DOCUMENT SEGMENT>
--
The tram rattles over yet another bumpy street in the charming city of Fremantle, on Australia's west coast, as the driver continues her fast-paced narrative. Convicts imported in the 1850s. The port town as the site of a secret submarine base in World War II. The 1987 America's Cup, with Fremantle as the proud host city.
Then the tram bumps down a narrow street lined with imposing warehouse-like brick buildings. The driver points out an arch emblazoned with the words "Notre Dame Australia" and cranks up her spiel again. "That," she says confidently, "is a branch of a university by the same name in the U.S."
Too bad. The driver just failed her local history exam. While there are plenty of ties between what the Aussies refer to as Notre Dame Indiana and their very own Notre Dame, the Australian school is not a branch of the other.
Still, the tram driver's mistake is a common one. "They don't understand the concept of a private, Catholic university here," says Margaret Haydon, director of marketing and communications at Notre Dame Australia, referring to the typical Australian view of the young university whose doors opened a mere half decade ago.
Australians are not merely unfamiliar with the idea -- they are downright suspicious of it. And the suspicion is understandable. In a country where university education has always been government subsidized, the notion of students paying full freight for higher education can be both unwelcome and unappealing.
"Australia has no tradition of church-related or of private higher education," says Peter Tannock, vice-chancellor (read: president) of NDA. In fact, Australia's very first private university, Bond, didn't appear until 1987. Before then, all of Australia's universities were government-supported and students paid for a portion of their education only after graduating and earning a certain salary.
Trouble hit, as it often does, in the form of decreasing governmental revenues. "A funny thing happened in Australia," says Notre Dame Law School Dean David Link, who was on loan to NDA as its first president from 1990 to January 1993. "When money got scarce in Oz and less and less was available for education, the government started to cut into curricula control."
Link shudders when he relates how he once heard a member of the Australian Federal Ministry suggest that universities "should do away with things -- things like history and philosophy -- because they're not cost-effective."
--
DATA SECTION>
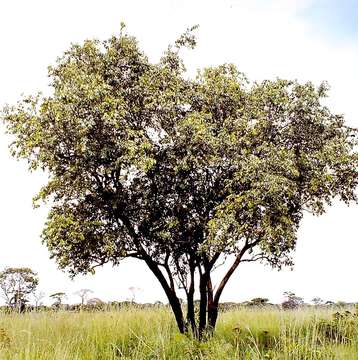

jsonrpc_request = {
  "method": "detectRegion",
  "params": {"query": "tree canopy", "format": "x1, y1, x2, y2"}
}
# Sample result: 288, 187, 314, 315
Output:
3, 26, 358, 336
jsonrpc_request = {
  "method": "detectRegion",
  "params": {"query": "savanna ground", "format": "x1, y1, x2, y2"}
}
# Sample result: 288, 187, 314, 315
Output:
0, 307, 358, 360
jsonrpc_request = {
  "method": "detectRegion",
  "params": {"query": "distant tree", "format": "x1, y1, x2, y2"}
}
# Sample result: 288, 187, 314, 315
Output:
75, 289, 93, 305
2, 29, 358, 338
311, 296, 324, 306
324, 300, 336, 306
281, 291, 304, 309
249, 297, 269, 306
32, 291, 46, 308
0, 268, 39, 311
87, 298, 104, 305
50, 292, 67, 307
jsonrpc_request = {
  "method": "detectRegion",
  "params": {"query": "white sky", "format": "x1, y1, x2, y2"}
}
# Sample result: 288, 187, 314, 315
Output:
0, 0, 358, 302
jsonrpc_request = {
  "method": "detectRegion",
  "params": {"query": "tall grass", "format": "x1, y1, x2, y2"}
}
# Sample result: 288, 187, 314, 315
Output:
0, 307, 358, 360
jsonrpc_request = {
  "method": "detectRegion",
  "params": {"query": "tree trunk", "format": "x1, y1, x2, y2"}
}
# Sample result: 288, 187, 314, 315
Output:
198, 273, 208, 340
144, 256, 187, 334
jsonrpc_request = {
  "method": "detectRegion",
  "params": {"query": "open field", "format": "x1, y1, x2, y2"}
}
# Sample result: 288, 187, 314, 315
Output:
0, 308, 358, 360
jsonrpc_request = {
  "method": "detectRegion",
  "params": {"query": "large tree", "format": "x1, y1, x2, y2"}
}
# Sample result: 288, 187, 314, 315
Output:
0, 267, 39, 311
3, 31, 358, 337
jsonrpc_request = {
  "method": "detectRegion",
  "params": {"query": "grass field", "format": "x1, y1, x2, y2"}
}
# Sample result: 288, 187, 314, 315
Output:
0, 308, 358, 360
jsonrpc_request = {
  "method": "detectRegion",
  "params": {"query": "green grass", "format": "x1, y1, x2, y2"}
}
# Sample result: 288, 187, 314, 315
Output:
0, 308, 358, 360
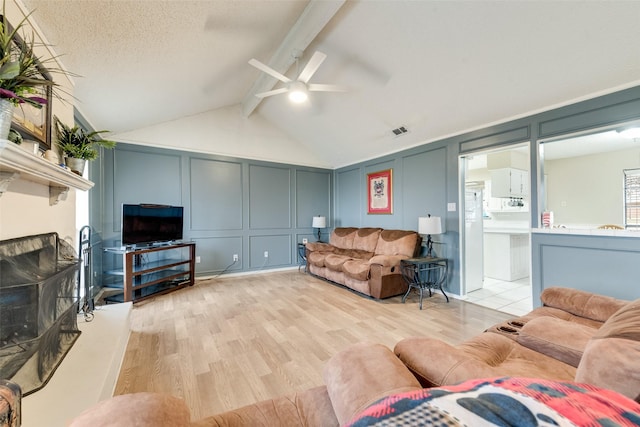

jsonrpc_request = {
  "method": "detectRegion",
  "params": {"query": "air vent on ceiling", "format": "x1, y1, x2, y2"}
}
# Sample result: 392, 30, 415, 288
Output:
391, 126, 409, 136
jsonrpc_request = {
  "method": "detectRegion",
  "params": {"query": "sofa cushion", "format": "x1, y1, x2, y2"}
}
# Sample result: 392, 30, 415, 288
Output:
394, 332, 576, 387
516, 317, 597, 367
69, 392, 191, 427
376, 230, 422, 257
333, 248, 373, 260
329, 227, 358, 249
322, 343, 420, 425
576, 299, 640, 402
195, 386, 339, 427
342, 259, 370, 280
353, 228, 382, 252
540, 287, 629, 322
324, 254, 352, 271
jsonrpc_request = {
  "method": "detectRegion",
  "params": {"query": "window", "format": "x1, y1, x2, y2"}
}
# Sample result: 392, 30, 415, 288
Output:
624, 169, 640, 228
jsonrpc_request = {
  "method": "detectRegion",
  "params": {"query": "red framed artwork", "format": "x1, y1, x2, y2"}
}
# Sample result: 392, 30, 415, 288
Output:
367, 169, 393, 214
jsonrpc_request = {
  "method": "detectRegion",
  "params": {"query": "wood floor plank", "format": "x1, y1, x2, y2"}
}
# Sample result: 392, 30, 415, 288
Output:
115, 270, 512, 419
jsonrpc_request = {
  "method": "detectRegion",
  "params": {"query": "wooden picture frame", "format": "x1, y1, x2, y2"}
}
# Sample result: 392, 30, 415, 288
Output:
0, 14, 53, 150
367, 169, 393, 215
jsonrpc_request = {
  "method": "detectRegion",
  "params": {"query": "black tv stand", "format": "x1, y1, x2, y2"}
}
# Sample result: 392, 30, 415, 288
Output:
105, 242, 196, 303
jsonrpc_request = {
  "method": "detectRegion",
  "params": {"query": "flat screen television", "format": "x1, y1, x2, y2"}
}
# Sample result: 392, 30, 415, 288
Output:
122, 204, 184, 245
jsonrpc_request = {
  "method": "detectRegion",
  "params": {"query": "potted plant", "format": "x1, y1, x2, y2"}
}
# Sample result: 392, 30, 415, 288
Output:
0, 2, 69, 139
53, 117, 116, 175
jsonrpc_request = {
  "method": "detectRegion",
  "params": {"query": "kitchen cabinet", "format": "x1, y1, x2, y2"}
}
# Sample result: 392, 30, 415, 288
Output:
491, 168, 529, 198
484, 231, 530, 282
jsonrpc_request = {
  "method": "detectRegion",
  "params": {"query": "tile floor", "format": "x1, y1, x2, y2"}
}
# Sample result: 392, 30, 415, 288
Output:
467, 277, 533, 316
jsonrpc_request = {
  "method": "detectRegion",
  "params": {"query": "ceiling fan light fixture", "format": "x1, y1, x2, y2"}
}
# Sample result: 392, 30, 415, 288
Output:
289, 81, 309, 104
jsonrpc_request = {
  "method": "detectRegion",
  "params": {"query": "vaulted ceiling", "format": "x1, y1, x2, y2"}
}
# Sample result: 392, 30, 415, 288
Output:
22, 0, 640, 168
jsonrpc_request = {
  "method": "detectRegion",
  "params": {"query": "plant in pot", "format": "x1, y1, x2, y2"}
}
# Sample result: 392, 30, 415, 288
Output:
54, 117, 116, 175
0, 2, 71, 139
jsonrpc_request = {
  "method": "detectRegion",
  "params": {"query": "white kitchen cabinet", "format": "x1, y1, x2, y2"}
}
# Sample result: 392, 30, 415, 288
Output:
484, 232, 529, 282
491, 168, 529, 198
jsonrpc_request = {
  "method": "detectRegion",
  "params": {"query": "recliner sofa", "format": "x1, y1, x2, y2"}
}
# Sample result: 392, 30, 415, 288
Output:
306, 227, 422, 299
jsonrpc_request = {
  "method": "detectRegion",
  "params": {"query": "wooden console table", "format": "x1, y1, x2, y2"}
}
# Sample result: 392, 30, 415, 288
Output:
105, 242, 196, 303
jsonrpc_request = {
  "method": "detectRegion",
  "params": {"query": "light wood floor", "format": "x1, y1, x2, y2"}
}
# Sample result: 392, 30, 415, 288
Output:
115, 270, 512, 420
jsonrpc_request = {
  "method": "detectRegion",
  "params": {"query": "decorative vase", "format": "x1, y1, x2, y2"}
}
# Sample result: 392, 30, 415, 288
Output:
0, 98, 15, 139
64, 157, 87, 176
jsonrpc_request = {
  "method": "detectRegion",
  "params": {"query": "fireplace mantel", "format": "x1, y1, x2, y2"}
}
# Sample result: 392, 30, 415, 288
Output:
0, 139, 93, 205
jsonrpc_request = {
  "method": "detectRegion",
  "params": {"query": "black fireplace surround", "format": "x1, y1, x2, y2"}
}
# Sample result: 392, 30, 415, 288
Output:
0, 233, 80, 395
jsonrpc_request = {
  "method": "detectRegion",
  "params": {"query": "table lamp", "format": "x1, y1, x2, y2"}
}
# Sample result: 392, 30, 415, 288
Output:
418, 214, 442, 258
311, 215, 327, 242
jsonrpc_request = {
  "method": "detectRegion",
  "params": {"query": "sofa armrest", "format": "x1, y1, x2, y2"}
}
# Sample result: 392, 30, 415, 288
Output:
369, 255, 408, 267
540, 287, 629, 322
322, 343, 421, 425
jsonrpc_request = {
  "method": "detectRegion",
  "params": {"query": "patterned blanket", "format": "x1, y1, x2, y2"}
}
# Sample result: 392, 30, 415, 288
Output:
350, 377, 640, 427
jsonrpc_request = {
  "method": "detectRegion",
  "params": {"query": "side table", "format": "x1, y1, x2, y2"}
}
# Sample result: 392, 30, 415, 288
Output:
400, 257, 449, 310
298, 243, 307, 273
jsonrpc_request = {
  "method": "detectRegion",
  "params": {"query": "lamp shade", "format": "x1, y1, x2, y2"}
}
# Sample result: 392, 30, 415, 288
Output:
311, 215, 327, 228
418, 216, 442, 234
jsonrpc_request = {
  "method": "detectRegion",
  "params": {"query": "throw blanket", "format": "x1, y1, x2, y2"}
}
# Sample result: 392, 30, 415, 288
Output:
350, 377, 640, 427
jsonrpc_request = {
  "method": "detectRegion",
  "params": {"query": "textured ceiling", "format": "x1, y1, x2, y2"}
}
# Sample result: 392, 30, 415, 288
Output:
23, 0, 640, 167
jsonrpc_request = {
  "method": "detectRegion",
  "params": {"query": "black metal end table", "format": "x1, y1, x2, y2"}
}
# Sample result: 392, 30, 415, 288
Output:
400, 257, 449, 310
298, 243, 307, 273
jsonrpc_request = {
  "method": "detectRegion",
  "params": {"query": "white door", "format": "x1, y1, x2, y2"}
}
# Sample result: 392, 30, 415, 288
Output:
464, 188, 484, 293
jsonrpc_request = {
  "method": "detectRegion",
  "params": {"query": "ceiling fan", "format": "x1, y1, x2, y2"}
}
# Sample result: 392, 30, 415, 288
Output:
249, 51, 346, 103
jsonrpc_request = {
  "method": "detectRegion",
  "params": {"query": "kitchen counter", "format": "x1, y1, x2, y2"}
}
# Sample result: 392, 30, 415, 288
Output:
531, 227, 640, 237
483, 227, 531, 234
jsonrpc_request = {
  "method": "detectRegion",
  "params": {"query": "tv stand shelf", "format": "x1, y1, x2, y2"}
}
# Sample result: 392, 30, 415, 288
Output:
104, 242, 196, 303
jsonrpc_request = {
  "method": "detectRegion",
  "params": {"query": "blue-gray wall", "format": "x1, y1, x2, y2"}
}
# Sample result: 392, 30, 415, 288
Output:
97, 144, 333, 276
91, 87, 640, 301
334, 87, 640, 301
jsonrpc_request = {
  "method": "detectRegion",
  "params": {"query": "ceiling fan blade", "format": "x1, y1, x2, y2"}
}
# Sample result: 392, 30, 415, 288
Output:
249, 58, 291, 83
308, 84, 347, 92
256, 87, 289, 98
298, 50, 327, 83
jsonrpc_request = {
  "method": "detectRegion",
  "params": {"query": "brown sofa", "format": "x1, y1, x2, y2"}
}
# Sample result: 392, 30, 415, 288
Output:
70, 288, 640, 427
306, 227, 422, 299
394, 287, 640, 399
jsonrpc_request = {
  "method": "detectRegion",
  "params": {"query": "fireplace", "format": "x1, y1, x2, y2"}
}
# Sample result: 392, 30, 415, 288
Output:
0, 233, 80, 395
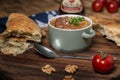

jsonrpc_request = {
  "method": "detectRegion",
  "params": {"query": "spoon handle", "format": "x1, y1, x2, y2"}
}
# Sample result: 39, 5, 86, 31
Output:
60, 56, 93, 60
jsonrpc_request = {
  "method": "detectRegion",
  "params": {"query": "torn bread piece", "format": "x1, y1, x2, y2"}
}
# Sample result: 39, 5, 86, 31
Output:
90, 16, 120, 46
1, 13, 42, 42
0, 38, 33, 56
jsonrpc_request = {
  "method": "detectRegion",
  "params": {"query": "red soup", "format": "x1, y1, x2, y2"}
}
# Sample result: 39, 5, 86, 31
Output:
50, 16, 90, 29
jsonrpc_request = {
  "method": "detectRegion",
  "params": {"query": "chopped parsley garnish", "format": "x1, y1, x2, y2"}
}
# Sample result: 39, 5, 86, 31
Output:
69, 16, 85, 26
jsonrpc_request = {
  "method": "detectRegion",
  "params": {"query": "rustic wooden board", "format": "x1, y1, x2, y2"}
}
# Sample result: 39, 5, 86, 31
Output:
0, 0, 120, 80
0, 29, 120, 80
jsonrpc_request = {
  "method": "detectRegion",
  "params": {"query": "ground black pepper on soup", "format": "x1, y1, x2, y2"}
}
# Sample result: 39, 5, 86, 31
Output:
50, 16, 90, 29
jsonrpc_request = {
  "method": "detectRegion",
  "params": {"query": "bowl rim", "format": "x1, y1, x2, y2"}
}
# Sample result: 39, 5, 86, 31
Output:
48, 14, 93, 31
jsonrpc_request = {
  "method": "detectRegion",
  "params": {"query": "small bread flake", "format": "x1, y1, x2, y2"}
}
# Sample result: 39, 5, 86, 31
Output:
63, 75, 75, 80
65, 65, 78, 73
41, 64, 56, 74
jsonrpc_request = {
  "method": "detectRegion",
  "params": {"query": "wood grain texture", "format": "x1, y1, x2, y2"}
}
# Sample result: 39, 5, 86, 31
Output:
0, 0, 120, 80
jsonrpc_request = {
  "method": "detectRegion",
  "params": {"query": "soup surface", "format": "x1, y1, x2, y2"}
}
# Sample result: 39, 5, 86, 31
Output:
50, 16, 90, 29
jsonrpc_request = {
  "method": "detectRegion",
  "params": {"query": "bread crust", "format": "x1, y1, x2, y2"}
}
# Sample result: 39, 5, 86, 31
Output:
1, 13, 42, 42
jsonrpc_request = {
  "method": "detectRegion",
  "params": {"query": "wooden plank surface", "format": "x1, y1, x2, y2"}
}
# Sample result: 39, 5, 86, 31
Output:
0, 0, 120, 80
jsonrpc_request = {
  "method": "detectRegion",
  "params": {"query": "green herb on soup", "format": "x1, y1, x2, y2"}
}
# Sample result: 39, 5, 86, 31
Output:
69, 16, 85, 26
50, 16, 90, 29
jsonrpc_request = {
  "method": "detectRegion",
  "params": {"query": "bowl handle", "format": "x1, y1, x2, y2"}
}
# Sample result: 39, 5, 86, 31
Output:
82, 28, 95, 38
--
WHAT YOU NEED TO DO>
A. Translate this sentence from the article about Notre Dame Australia into Spanish: "In fact, Australia's very first private university, Bond, didn't appear until 1987."
B. Carry on the article about Notre Dame Australia from its final sentence.

RESULTS FOR EACH TASK>
A. De hecho, la primerísima universidad privada de Australia, Bond, no apareció sino hasta 1987.

B.
Things aren't that bleak these days, and government funding of higher education is now on an upswing. Still, a few of Australia's public universities have initiated something Notre Dame Indiana is quite familiar with -- private fund-raising. Sydney University, Australia's oldest, hired a consultant from the States three years ago to launch its fund-raising efforts. "In terms of services, I think we have become rather too dependent on the government drip," Dame Leonie Kramer, chancellor of Sydney University, told The Daily Telegraph Mirror.
For Notre Dame Australia, which began offering classes in 1992, the state of the "government drip" is not a serious problem. Although the university receives some funding for research projects, the bulk of NDA's income is derived from tuition, endowment income and private support.
NDA's fee structure would make parents of private university students in the United States envious. Half the $5,200 (about $3,950 current U.S. dollars) yearly tuition fee charged to full-time Australian students may be deferred, interest free, until the student graduates. For overseas students, the yearly tuition charge is $9,500 Australian.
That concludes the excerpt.